Reproduce the following material verbatim, line for line, without changing anything.

DATA EXTRACT:
################

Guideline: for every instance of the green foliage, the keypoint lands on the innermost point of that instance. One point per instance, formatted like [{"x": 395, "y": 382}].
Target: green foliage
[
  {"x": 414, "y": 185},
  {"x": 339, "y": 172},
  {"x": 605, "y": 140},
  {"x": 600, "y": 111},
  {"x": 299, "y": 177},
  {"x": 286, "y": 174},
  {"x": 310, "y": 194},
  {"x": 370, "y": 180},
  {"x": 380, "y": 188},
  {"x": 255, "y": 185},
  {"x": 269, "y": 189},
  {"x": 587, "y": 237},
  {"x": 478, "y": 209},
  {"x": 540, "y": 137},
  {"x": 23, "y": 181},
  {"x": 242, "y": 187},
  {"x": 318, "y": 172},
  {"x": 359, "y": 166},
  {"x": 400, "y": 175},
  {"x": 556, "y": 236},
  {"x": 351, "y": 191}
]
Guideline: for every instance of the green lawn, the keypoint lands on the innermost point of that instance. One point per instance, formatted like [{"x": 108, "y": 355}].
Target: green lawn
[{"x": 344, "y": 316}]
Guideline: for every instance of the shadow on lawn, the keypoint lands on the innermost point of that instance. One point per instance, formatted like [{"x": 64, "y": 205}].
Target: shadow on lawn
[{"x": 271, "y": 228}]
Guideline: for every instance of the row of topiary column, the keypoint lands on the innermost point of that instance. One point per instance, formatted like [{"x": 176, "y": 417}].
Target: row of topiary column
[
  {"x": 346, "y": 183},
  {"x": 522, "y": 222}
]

################

WORKED SOLUTION:
Guideline: for every instance of the green foliage, the keypoint lands on the innermost point of that instance. One point per instance, formatted like [{"x": 395, "y": 382}].
Target: green foliage
[
  {"x": 414, "y": 185},
  {"x": 339, "y": 172},
  {"x": 605, "y": 140},
  {"x": 600, "y": 111},
  {"x": 299, "y": 177},
  {"x": 286, "y": 174},
  {"x": 310, "y": 194},
  {"x": 370, "y": 180},
  {"x": 380, "y": 188},
  {"x": 255, "y": 185},
  {"x": 269, "y": 189},
  {"x": 587, "y": 237},
  {"x": 478, "y": 209},
  {"x": 540, "y": 137},
  {"x": 23, "y": 181},
  {"x": 242, "y": 187},
  {"x": 318, "y": 172},
  {"x": 359, "y": 166},
  {"x": 400, "y": 175},
  {"x": 556, "y": 236},
  {"x": 351, "y": 191}
]
Guideline: for every instance of the green lawn, the keypoint lands on the innermost point of that instance. One point per instance, formatted like [{"x": 108, "y": 355}].
Target: green lawn
[{"x": 344, "y": 316}]
Guideline: for every instance of the shadow on lawn, the keypoint lands on the innermost point of that instance. One point per instance, formatted like [{"x": 64, "y": 205}].
Target: shadow on lawn
[{"x": 271, "y": 228}]
Guideline: for every instance of the row of topiary column, the keypoint lands on the innermost point of that instance. One point per instance, formatted like [{"x": 176, "y": 417}].
Target: row of topiary column
[
  {"x": 346, "y": 183},
  {"x": 522, "y": 222}
]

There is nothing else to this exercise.